Supplied text

----

To address objective 1, in this action I teased apart some of the different definitions of justice in use within global health work and how articulated how these definitions reproduce or counteract ideologies reminiscent of earlier moments in transnational health (i.e. colonial tropical medicine, international health). Second, I explored persistent discriminative ideologies that continue to influence local public health practice in Honduras, and related local public health practice in Honduras to the larger and highly influential space transnational global health practice. Third, I addressed the tension between local public health, conceptions of care, infectious disease transmission, and an inability to separate economic speculation from the development of public health policy in Honduras.
To address objective 2, in this action I explored the relationship between One Health, justice, and global health practice, with a particular focus on how ethical presuppositions shape definitions on health and how these definitions in turn impact how we measure the success or suitability of given global health practices. Second, I addressed the limits to health-related deservingness in contexts marked by historically produced and ideologically maintained socio-racial hierarchies. I addressed the limits of health-related deservingness by highlighting how formal notions of rights in Honduras, in regards to public investments in health, are always already informed and shaped by emotional, relational, or “common sense” understandings of a given populations worth. In that sense, health-related deservingness should not be considered separate from formal conceptions of rights. Third, I sought to interrogate the origin of moral concepts like deservingness and to situate them within a large conversation on philosophical anthropology and how we define the limits of interpersonal ethical engagement.
To address objective 3, in this action I proposed alternatives to the decolonization of global public health both by situating global health within a set of wider practices towards justice and by suggesting some alternative models to global health. Second, I explored how disciplinary allegiances obfuscate novel theoretical production and may lead to conceiving of partial categories as absolute representations of reality (i.e. global health). Third, I addressed the relationship between speculation and colonial ideologies in Honduras beyond public health by focusing on how the Honduran state responded, and made space for, transnational projects that pitted future economic growth against the present sacrifice of the livelihood and wellbeing of given Honduran citizens.

----

About this exercise
Reproduce word for word the portion of the passage on global health and justice in Honduras that begins at "To address objective 3, in" and stops after "given Honduran citizens.". The records that come next have no connection to the passage on global health and justice in Honduras.

----

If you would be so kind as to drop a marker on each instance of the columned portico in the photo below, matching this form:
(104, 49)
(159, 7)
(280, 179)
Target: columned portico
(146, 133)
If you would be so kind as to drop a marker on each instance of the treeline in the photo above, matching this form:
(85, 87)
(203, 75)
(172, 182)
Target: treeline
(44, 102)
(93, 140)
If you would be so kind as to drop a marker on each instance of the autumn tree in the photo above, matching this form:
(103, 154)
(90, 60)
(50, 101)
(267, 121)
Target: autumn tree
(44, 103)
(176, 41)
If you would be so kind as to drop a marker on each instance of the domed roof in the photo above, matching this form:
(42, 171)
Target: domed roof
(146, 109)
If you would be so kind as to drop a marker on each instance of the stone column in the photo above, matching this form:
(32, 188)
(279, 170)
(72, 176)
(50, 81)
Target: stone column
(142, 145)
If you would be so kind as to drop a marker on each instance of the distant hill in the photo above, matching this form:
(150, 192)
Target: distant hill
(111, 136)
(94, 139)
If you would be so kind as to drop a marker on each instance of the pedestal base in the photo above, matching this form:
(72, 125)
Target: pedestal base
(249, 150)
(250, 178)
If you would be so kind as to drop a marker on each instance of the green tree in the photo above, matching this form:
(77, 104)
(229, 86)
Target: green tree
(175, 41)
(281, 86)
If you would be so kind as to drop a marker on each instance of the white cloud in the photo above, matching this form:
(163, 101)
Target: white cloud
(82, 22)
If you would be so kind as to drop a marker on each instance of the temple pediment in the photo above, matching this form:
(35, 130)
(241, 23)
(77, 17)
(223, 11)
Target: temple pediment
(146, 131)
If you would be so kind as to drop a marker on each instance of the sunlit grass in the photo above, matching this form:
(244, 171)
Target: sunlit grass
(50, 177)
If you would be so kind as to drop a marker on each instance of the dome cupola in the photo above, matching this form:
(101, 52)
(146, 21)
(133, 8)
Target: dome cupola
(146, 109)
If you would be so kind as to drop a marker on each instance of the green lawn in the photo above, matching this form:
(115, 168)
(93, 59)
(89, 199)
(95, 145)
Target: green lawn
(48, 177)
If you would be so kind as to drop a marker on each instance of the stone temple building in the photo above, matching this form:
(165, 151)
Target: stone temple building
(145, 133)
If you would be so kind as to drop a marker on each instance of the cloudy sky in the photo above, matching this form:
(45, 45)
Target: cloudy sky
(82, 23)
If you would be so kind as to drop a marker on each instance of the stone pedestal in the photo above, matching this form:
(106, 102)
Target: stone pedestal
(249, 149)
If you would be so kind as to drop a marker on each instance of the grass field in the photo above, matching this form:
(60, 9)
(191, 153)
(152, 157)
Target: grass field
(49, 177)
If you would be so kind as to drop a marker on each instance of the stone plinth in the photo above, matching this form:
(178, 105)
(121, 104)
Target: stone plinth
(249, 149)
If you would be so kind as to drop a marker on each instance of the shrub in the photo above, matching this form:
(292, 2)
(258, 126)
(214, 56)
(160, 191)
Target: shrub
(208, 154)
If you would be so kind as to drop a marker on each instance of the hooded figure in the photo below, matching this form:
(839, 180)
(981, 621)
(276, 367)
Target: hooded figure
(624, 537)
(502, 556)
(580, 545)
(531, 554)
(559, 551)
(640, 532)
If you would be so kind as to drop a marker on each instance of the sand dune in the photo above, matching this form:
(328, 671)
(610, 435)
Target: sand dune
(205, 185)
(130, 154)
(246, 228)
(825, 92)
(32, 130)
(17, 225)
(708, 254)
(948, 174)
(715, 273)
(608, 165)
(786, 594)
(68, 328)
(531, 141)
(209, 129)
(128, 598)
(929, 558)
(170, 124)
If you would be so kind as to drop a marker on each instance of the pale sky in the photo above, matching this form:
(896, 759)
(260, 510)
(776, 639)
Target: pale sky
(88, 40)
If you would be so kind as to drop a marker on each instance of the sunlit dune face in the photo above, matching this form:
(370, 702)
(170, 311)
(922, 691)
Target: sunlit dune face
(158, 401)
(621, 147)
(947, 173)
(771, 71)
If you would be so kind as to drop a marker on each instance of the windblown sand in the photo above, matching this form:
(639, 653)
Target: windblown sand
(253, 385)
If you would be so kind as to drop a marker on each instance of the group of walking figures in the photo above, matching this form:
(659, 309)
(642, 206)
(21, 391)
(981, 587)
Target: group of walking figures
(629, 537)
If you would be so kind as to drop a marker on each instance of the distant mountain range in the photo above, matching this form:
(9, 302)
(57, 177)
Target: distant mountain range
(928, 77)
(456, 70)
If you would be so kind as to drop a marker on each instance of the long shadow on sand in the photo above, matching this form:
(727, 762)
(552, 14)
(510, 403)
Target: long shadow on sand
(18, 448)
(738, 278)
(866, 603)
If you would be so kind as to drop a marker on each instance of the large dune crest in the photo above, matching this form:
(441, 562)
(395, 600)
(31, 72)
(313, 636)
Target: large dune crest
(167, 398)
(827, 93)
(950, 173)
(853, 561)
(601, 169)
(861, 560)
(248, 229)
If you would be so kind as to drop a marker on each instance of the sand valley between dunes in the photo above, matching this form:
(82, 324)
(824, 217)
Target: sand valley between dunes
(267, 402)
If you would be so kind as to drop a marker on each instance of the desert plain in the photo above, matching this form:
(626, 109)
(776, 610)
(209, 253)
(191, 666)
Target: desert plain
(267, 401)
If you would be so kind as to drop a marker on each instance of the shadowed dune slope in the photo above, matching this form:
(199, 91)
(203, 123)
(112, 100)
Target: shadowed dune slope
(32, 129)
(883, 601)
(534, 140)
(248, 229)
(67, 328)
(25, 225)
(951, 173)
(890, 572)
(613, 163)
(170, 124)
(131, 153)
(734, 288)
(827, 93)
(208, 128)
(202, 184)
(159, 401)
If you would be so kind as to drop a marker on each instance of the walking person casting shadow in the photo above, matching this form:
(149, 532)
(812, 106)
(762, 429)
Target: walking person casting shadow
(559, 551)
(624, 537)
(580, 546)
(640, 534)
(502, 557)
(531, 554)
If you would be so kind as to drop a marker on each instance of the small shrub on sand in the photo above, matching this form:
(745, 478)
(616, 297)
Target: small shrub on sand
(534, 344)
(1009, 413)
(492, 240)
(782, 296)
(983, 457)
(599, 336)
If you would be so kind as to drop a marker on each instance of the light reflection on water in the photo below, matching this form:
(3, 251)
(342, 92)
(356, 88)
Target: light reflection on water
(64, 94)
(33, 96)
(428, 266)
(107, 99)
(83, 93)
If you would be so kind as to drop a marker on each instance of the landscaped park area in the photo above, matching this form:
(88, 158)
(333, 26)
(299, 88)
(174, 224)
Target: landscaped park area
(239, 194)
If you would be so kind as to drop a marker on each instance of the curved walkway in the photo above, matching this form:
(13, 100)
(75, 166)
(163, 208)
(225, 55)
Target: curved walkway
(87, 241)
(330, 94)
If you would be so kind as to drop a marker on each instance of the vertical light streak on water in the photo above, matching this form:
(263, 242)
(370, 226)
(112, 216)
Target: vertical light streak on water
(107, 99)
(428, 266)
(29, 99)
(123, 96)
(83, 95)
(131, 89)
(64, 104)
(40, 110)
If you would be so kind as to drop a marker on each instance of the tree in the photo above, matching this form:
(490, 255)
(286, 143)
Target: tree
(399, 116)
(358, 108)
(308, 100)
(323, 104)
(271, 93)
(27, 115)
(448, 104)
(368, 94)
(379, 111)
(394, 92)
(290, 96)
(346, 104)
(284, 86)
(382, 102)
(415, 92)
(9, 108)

----

Answer to the exercise
To address objective 3, in this action I proposed alternatives to the decolonization of global public health both by situating global health within a set of wider practices towards justice and by suggesting some alternative models to global health. Second, I explored how disciplinary allegiances obfuscate novel theoretical production and may lead to conceiving of partial categories as absolute representations of reality (i.e. global health). Third, I addressed the relationship between speculation and colonial ideologies in Honduras beyond public health by focusing on how the Honduran state responded, and made space for, transnational projects that pitted future economic growth against the present sacrifice of the livelihood and wellbeing of given Honduran citizens.